### Your goal
Arrange every line of the data below as a numbered list, leaving out the blank lines.

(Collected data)

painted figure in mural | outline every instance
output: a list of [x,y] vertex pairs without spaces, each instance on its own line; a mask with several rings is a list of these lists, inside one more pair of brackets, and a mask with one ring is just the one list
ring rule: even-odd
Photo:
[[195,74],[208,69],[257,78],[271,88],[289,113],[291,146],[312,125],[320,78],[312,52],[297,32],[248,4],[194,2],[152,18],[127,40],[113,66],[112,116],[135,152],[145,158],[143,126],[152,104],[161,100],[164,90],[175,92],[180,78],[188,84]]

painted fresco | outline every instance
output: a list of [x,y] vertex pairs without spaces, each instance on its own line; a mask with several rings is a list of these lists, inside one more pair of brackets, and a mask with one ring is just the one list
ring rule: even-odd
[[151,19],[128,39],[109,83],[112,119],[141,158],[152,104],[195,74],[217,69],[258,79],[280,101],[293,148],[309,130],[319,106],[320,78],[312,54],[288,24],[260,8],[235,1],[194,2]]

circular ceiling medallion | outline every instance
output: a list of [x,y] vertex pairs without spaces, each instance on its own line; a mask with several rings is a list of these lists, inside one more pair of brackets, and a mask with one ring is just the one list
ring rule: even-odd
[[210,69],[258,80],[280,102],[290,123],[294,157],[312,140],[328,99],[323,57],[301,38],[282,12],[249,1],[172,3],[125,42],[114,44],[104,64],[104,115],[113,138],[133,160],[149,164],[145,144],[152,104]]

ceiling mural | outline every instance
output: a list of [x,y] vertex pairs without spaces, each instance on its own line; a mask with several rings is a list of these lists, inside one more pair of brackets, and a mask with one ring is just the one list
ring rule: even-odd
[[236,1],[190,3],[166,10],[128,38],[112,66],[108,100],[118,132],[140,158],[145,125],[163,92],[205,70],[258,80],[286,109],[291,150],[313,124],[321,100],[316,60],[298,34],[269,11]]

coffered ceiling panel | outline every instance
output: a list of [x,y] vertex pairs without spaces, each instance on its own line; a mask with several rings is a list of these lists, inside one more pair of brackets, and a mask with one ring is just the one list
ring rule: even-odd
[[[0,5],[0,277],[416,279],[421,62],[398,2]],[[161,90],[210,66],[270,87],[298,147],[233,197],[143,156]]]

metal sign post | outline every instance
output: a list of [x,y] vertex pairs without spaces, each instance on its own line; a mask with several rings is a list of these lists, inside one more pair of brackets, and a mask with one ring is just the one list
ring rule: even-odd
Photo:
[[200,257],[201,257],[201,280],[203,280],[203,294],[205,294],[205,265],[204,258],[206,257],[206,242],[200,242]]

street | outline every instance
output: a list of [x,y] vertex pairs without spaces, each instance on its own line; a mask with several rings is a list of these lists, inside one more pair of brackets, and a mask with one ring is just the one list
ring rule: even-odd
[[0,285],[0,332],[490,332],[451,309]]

### Output of the task
1. painted figure in mural | outline every instance
2. output: a list of [x,y] vertex pairs without spaces, each instance on its own line; a mask with several rings is a list of these lists, inside one more pair of brackets, and a mask with one ring is just the one list
3. ring rule: even-odd
4. Photo:
5. [[195,74],[208,69],[257,78],[271,88],[289,113],[291,146],[312,125],[320,78],[312,52],[297,32],[248,4],[194,2],[152,18],[127,40],[113,66],[112,116],[135,152],[145,158],[143,126],[152,104],[161,100],[164,90],[175,92],[180,78],[188,84]]
6. painted fresco | outline every instance
7. output: a list of [x,y] vertex pairs without spaces, each instance on its own line; a mask with several rings is a list of these lists, inside one more pair of brackets, and a mask with one ring is just the one list
8. ring rule: even-odd
9. [[151,19],[128,39],[109,83],[112,119],[141,158],[152,104],[195,74],[217,69],[258,79],[280,101],[293,148],[309,130],[319,106],[320,78],[312,54],[288,24],[260,8],[235,1],[194,2]]
10. circular ceiling medallion | outline every instance
11. output: a list of [x,y] vertex pairs without spaces, each instance on its own line; a mask with several rings is a list of these lists, inside one more pair of brackets, and a mask with one ring is just the one list
12. ring rule: even-odd
13. [[210,69],[258,80],[280,102],[290,123],[294,157],[312,140],[328,99],[323,57],[301,38],[282,12],[249,1],[172,3],[125,42],[114,44],[104,64],[104,115],[113,138],[133,160],[149,164],[145,144],[152,104]]
14. ceiling mural | outline every instance
15. output: a list of [x,y] vertex pairs without spaces, each instance on its own line; a mask with several rings is a list of these lists, inside one more pair of brackets, and a mask with one ring is just the one list
16. ring rule: even-odd
17. [[236,1],[190,3],[166,10],[128,38],[112,66],[108,100],[118,132],[140,158],[145,125],[163,92],[205,70],[258,80],[286,109],[291,150],[313,124],[321,100],[316,60],[298,34],[269,11]]
18. coffered ceiling panel | outline every instance
19. output: a list of [x,y] vertex pairs without spaces, each instance on its own line; a mask with several rings is a list of these lists, inside one more pair of brackets, and a mask with one ring is just the one list
20. ring rule: even-odd
21. [[[0,5],[0,277],[416,279],[421,62],[398,2]],[[161,90],[210,66],[270,87],[298,147],[233,197],[143,156]]]
22. metal sign post | outline every instance
23. output: a list of [x,y] vertex pairs without spaces, each instance on its own line; a mask with several rings is a list of these lists, inside one more pair of brackets, and a mask with one ring is just the one list
24. ring rule: even-odd
25. Photo:
26. [[200,257],[201,257],[201,280],[203,280],[203,294],[205,294],[205,265],[204,258],[206,257],[206,242],[200,242]]
27. street | outline every instance
28. output: a list of [x,y] vertex pairs without spaces, each instance on its own line; a mask with several rings is a list of these lists, inside one more pair of brackets, and a mask with one ring is just the one list
29. ring rule: even-odd
30. [[0,285],[0,332],[490,332],[451,309]]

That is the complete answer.